Raimiti accuse cependant une pâleur soudaine ! Il s’enfile d’un coup le mini-pack mangue-orange estampillé ″Rotui ″ de Moorea. Mais il se reprend vite :
— Mes plus plates excuses si par hasard, par bêtise, je t’ai détractée, de quoi que ce soit à ce sujet… mais il est vrai que ma gourmette, ça fait des siècles que je l’ai perdue… De plus, tu m’en as offert une… que je porte toujours. Mettant la main au poignet gauche : tu ne souhaites pas que je te la rende ? Au cas où : je le fais tout de suite !
— Tu n’as pas l’air de comprendre !
— Faudrait que je comprenne quoi ?
— La fille morte, elle portait ta gourmette !
Extrait 3
Monsieur Tout le Monde est enterré à partir de maintenant. Je veux fuir mon profil de pov’mec. Les chaussetrappes, fini pour moi.
J’ai envie de faire vivre et de vivre de belles histoires et je vais me prononcer aujourd’hui.
Aujourd’hui, nous sommes samedi. Chaque jour de la semaine m’a déjà cédé son lot d’événements plus ou moins favorables. »
Raimiti quitte la terrasse où il s’était installé à cause de la touffeur pour se réveiller doucement et sentir les premières lueurs du jour. Le temps est particulièrement clair. Encore une de ces journées qui s’annonce chaude, mais sans excès. Peut-être les nuages viendront-ils se faire pousser par le mara’amu[1] ; mais ce sera plus tard.
Raimiti s’épate à être guilleret et s’amuse à préparer le petit déjeuner.
Comme pour aider le jour à se décider.
« Facile ! Aata commençait un peu à émerger quand je me suis levé. La fraîcheur de ce petit matin sera peut-être mon alliée. Sûr qu’elle ne mettra pas longtemps à apparaître. Et pourquoi ne pas se faire de petites surprises. Bref, ça je viens de le décider. L’impatience me gagne. Mais ça faisait un bout de temps que j’y songeais vaguement. »
Aata, tartine suspendue au bout des doigts est maintenant attentionnée au manège d’un minuscule oiseau. Un brin affectueuse, elle s’inquiète de son trajet. Planant. Stationnant sur un rameau de tiare. Se laissant descendre sur le gazon. Arrachant un brin d’herbe plus long que lui. Se lançant vers les cimes. Et disparaissant. Recommençant son manège.
— Magnifique, n’est-ce pas ?
— ….

========================================================================

_OBJECTIFS_
a - Recopiez le passage du document source allant de « J’ai envie de » jusqu'à « le petit déjeuner. ».
b - D'après le document source, de quelle île vient le mini-pack mangue-orange que Raimiti avale d'un coup ?
Le matériel ci-après provient d'une source différente.

[Enregistrements d'étiquetage de lieux]
========================================================================

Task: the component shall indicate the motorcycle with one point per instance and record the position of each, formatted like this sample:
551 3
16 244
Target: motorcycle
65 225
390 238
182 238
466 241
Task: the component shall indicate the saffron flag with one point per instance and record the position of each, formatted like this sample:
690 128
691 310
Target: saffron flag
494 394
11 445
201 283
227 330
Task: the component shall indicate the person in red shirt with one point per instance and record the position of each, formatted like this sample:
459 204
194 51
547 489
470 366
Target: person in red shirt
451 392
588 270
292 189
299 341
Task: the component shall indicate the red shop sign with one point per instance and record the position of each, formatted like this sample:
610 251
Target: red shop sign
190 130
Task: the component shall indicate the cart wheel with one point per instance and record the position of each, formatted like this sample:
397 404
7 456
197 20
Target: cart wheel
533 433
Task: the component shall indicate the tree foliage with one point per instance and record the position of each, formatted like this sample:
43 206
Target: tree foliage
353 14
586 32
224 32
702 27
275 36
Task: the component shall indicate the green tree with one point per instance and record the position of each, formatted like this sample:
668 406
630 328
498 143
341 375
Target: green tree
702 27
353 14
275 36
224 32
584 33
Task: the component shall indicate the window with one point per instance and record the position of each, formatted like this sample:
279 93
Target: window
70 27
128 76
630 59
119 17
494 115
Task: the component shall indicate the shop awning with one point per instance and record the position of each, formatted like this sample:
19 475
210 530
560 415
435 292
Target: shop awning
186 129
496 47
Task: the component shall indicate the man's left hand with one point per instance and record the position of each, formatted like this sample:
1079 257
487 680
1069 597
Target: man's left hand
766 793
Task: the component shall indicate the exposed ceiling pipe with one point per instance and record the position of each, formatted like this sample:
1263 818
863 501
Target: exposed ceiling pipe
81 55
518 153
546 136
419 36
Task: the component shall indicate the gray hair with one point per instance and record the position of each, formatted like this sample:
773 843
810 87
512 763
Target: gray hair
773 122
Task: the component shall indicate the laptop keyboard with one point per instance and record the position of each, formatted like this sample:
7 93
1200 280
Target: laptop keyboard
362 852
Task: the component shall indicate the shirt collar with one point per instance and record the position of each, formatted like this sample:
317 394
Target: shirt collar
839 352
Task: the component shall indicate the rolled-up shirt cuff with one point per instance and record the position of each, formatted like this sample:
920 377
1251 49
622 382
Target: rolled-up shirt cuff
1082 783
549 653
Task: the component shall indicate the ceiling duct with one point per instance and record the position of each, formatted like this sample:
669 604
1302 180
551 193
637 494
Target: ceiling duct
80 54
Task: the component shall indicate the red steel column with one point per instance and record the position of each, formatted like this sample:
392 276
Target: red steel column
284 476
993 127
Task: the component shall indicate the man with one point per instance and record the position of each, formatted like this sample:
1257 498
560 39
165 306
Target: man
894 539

========================================================================

_RÉSULTATS PAR TÂCHE_
a -
J’ai envie de faire vivre et de vivre de belles histoires et je vais me prononcer aujourd’hui.
Aujourd’hui, nous sommes samedi. Chaque jour de la semaine m’a déjà cédé son lot d’événements plus ou moins favorables. »
Raimiti quitte la terrasse où il s’était installé à cause de la touffeur pour se réveiller doucement et sentir les premières lueurs du jour. Le temps est particulièrement clair. Encore une de ces journées qui s’annonce chaude, mais sans excès. Peut-être les nuages viendront-ils se faire pousser par le mara’amu[1] ; mais ce sera plus tard.
Raimiti s’épate à être guilleret et s’amuse à préparer le petit déjeuner.

b - De Moorea.